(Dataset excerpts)
______

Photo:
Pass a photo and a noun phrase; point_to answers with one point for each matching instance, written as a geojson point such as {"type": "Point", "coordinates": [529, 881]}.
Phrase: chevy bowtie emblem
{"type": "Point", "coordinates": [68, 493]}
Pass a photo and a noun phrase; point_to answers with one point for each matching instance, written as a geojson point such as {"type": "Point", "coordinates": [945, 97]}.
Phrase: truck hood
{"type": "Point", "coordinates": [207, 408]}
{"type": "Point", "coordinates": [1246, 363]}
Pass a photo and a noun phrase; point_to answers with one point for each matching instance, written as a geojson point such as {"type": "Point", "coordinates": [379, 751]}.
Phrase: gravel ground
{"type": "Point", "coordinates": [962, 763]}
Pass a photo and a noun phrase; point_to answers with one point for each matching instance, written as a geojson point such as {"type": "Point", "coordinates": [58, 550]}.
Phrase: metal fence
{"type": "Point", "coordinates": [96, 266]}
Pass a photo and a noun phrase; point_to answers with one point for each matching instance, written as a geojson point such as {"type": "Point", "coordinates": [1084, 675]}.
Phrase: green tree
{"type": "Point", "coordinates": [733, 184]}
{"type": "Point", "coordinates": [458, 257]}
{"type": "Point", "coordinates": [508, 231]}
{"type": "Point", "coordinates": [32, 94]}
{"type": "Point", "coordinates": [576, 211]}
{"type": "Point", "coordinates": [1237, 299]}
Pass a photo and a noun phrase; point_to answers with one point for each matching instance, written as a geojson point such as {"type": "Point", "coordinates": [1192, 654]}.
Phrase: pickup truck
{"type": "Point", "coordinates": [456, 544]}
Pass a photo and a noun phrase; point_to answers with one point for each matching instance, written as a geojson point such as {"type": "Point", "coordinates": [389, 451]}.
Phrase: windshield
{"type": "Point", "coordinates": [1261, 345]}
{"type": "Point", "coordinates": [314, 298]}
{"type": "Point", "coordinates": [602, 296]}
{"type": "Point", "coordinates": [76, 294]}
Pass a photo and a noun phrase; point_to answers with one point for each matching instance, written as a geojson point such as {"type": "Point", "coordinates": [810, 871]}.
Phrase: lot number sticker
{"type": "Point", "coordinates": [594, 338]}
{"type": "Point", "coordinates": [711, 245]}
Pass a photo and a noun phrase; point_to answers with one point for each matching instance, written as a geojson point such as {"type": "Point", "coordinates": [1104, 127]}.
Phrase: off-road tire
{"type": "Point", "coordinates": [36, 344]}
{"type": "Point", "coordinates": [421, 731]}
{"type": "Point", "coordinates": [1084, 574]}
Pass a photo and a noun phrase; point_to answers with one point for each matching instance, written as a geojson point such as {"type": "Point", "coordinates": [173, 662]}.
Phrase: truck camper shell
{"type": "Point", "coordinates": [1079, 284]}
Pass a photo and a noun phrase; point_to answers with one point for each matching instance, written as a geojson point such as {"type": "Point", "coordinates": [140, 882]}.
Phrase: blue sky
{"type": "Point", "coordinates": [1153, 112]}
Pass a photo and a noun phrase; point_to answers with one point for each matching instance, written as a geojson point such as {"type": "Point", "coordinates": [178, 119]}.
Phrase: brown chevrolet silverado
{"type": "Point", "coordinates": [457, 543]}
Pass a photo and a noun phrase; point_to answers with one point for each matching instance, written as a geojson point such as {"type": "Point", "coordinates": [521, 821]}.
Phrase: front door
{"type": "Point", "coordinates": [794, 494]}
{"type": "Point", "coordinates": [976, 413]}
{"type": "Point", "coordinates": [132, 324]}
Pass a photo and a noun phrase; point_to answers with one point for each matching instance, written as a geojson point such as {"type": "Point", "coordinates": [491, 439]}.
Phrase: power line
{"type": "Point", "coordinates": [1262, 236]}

______

#### [What to produce]
Once you reach the line that contains "Phrase: front door", print it and every line after it exactly as written, stopping at the last line of the records and adding nothing.

#### [Written solution]
Phrase: front door
{"type": "Point", "coordinates": [794, 494]}
{"type": "Point", "coordinates": [976, 413]}
{"type": "Point", "coordinates": [132, 324]}
Pass a photo and a noun phrase; point_to answers with one point for each matching instance, written as a geojson point such as {"type": "Point", "coordinates": [491, 439]}.
Phrase: power line
{"type": "Point", "coordinates": [1262, 236]}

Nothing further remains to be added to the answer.